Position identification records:

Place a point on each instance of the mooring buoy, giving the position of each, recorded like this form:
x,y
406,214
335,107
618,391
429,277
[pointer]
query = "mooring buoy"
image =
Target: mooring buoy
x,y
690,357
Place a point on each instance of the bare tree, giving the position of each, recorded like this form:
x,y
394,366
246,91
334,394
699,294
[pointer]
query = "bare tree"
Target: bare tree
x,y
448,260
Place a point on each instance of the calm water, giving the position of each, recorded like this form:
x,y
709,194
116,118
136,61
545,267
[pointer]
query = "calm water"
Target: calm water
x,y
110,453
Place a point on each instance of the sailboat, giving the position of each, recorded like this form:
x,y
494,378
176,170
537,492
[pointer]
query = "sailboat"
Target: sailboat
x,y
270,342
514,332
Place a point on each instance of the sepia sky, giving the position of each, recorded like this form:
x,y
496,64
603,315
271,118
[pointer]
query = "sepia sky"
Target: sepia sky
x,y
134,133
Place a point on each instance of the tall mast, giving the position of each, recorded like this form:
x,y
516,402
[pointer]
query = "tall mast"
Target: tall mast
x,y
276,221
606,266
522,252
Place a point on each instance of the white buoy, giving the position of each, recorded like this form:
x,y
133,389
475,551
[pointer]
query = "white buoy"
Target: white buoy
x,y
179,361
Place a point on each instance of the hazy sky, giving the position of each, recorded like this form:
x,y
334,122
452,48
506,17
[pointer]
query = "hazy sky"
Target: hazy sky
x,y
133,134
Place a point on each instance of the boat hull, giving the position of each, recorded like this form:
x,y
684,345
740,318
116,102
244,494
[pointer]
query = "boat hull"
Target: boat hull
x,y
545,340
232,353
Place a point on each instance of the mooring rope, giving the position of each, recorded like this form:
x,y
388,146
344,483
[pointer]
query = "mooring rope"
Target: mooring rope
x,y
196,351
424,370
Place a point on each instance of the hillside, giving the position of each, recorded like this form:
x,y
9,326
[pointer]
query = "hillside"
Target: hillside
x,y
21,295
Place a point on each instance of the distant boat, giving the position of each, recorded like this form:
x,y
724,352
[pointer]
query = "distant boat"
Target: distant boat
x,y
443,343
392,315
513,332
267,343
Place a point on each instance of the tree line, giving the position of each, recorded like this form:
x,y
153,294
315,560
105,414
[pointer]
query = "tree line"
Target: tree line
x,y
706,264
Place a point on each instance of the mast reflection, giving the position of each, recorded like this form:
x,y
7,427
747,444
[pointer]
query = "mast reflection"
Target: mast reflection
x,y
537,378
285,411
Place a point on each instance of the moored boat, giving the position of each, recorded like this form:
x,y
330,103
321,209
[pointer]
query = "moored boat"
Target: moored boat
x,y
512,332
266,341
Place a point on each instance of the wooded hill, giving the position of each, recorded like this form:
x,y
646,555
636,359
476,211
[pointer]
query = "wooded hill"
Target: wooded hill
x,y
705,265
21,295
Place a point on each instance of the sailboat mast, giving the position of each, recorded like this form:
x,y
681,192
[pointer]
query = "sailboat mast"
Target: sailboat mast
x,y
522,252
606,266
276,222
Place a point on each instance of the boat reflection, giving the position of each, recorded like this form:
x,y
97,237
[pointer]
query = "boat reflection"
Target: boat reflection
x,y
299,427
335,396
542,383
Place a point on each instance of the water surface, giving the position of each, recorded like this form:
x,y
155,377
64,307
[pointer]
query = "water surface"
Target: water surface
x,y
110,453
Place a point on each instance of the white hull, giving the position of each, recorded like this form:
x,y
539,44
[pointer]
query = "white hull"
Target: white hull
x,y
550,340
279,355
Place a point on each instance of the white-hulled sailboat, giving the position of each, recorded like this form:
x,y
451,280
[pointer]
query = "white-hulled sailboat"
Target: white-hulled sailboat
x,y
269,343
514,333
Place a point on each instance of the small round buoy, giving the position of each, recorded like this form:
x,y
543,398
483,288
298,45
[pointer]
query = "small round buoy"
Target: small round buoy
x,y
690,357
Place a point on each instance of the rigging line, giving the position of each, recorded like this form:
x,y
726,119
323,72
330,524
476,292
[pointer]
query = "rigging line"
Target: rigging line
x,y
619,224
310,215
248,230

**Prompt:** Your task is to extract all of the records exactly.

**Task answer:**
Place a point on each instance of the mooring buoy, giving the position of each, recorded like this form:
x,y
406,214
335,107
618,391
429,277
[pointer]
query = "mooring buoy"
image =
Target: mooring buoy
x,y
690,357
Place a point on each instance of the bare tree, giving the position of each, recorded like this form:
x,y
394,366
246,91
334,394
699,294
[pointer]
query = "bare tree"
Target: bare tree
x,y
448,260
Place a point on each instance of the calm water, giving the position of each, recorded like this form:
x,y
709,194
116,118
136,61
545,267
[pointer]
query = "calm water"
Target: calm water
x,y
110,453
Place a point on each instance of the sailboat, giving the position of each, recorded like this form:
x,y
494,378
176,170
537,492
[pointer]
query = "sailboat"
Target: sailboat
x,y
270,342
514,332
Place a point on each instance of the sepia sky, giving the position of each, recorded like this form:
x,y
496,64
603,315
271,118
[pointer]
query = "sepia sky"
Target: sepia sky
x,y
134,133
Place a point on each instance of the tall mast, giving the position of each, recorded like this form:
x,y
516,402
[pointer]
query = "tall mast"
Target: tall mast
x,y
276,221
606,266
522,252
Place a point on each instance of the white buoy, giving the position of each, recorded like this form:
x,y
133,389
475,551
[pointer]
query = "white buoy"
Target: white buoy
x,y
179,361
Place a point on each instance of the hazy sky, giving the position of each, recorded like this form:
x,y
334,122
452,48
506,17
[pointer]
query = "hazy sky"
Target: hazy sky
x,y
133,134
Place a point on each instance of the boat hull, giving the position of each, recorded like this form:
x,y
684,345
740,318
116,102
244,494
[pointer]
query = "boat hull"
Target: boat hull
x,y
545,340
232,353
Place a point on each instance of the mooring rope, giving the position of each, recorded like this form:
x,y
388,146
344,483
[pointer]
query = "mooring rope"
Target: mooring rope
x,y
196,351
424,370
Place a point on each instance of the hillside, giving the position of each, recorded like this form:
x,y
9,326
[pointer]
query = "hillside"
Target: hillside
x,y
21,295
Place a point on each instance of the distant boat, giving the position of each, recorded like this form:
x,y
724,352
[pointer]
query = "distant boat"
Target: distant boat
x,y
443,343
392,315
513,332
267,343
Place a point on each instance of the tree line, giving the position of each, recorded like this form:
x,y
153,294
315,560
105,414
[pointer]
query = "tree line"
Target: tree line
x,y
706,264
Place a point on each instance of the mast reflection, giving the position of each, recorded like this form:
x,y
7,427
747,444
[pointer]
query = "mast reflection"
Target: mast reflection
x,y
537,378
285,411
Place a point on each instance of the moored boat, giving the position of each, recorded like this form:
x,y
330,103
321,209
[pointer]
query = "moored boat"
Target: moored boat
x,y
512,332
266,341
Place a point on each instance of the wooded hill, giving the position of each, recorded like this form:
x,y
646,555
636,359
476,211
[pointer]
query = "wooded hill"
Target: wooded hill
x,y
705,265
21,295
Place a point on each instance of the sailboat mast, giving the position of each, recorded like this form:
x,y
681,192
[pointer]
query = "sailboat mast"
Target: sailboat mast
x,y
522,252
606,266
276,222
Place a point on each instance of the boat reflection, giving the position of each, recorded like this form:
x,y
97,237
[pointer]
query = "boat reflection"
Target: boat reflection
x,y
299,427
335,396
542,383
Place a point on each instance of the water surface, giving the position of each, recorded like this form:
x,y
155,377
64,307
[pointer]
query = "water surface"
Target: water surface
x,y
110,453
Place a point on each instance of the white hull, giving the position of each, recorded like this form:
x,y
539,44
[pointer]
query = "white hull"
Target: white hull
x,y
550,340
279,355
Place a point on each instance of the white-hulled sailboat, giving the position of each, recorded like this form:
x,y
451,280
[pointer]
query = "white-hulled sailboat"
Target: white-hulled sailboat
x,y
269,343
514,333
Place a point on each instance of the small round buoy, giving the position of each, recorded like this form:
x,y
543,398
483,288
298,45
[pointer]
query = "small round buoy"
Target: small round buoy
x,y
690,357
Place a point on each instance of the rigging line, giving the position of each, recorded like this form:
x,y
726,119
323,72
330,524
476,292
[pointer]
query = "rigging line"
Target: rigging line
x,y
619,224
310,215
248,230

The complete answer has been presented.